◆ Given problem:
Reproduce the following listing verbatim, preserving every line in its original order.

◇ ◇ ◇

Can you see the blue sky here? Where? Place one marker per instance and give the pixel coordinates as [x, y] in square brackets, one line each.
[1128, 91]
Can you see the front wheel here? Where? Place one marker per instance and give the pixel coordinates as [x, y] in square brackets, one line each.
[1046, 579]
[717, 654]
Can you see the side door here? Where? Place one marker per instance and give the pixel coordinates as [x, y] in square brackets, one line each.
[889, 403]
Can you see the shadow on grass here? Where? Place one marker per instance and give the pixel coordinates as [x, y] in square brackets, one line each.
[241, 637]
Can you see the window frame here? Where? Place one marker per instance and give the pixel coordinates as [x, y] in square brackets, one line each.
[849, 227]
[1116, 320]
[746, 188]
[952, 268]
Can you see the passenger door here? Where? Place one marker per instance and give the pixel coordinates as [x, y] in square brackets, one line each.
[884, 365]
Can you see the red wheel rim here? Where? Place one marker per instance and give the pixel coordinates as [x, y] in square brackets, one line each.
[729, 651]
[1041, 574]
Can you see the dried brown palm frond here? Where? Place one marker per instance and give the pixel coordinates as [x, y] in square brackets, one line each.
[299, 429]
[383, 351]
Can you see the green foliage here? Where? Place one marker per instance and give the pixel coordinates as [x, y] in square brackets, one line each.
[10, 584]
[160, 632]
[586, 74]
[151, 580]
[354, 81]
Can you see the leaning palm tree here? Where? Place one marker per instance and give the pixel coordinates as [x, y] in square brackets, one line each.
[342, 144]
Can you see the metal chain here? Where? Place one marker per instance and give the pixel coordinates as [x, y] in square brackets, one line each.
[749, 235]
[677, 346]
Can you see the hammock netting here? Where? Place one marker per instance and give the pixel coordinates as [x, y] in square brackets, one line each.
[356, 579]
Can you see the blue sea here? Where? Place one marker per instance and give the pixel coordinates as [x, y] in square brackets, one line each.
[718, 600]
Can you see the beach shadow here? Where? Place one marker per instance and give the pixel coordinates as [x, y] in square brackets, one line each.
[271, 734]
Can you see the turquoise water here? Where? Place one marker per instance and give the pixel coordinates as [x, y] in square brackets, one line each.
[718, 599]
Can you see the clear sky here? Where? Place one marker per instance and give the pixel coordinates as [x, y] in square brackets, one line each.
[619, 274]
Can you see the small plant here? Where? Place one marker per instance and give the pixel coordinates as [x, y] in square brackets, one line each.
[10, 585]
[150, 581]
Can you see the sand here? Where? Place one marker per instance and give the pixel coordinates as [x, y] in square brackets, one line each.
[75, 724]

◇ ◇ ◇

◆ Full answer:
Can you see the blue sky here? Where? Place one marker per instance and give the pixel coordinates as [x, y] in square brackets, one line each.
[1128, 91]
Can you see the front wheel here? Where? Place one marker per instance and give the pixel coordinates as [x, y] in square brackets, one line each.
[1046, 579]
[717, 654]
Can you see the side door here? Where? Place one marker per instance and give the pixel coordinates as [x, y] in square brackets, one line each.
[889, 403]
Can you see the shadow on grass here? Where? Place one marker per instance and give the pixel coordinates as [x, y] in square brackets, one line each.
[241, 637]
Can you see the window frame here? Where? Place one marker per instance and give the pixel coordinates as [x, y] in square brackets, one line each.
[849, 227]
[1116, 320]
[746, 188]
[952, 268]
Can you see the passenger door here? Where? Place one marker per instance and give the pixel coordinates as [x, y] in square brackets, one line each.
[884, 365]
Can you see the red wheel rim here? Where? Place one marker per instance and give the pixel coordinates as [x, y] in square brackets, one line each.
[729, 651]
[1041, 574]
Can you see the dried brown palm frond here? Where? Place one marker per instance and give the pixel coordinates as [x, y] in square brackets, one line each.
[299, 429]
[383, 351]
Can you see the green foliage here? Where? Place one marker per instance and give the pixel coordinates as [x, y] in square brackets, one line each.
[10, 584]
[160, 632]
[586, 74]
[151, 580]
[354, 81]
Can you see the leaning palm tree here? Where? Place one marker per instance and give the pixel coordinates as [x, y] in square brackets, one line each.
[342, 144]
Can you see the metal chain here? Where? Place one marker per instance and give the pixel coordinates as [x, y] in square brackets, one line each.
[749, 235]
[677, 346]
Can you see the hammock netting here? Where? Place one marker per instance and give the pixel coordinates as [x, y] in square brackets, one line each.
[356, 579]
Can you see the blue sea here? Where? Place one marker per instance and give the pixel coordinates as [x, y] in square brackets, one line each.
[718, 600]
Can you see the beach shadow here? Where? Place one marker per instance and give the pixel coordinates as [x, y] in square brackets, one line each.
[271, 734]
Can you see the turquoise water here? Where? Place one marker per instance and give the pixel coordinates as [x, y] in square brackets, one line each.
[718, 599]
Can you see the clear sky here? Where? Place one marker per instance and give the pixel coordinates as [x, y] in square brackets, one line each.
[619, 274]
Can you see the small plant here? Where? Place one marker per instance and give the pixel coordinates as [x, y] in square brackets, one line each.
[10, 585]
[150, 581]
Can you see the sand here? Where? Place one marker per instance and give the pixel coordinates as [x, y] in square brackets, one line each.
[75, 724]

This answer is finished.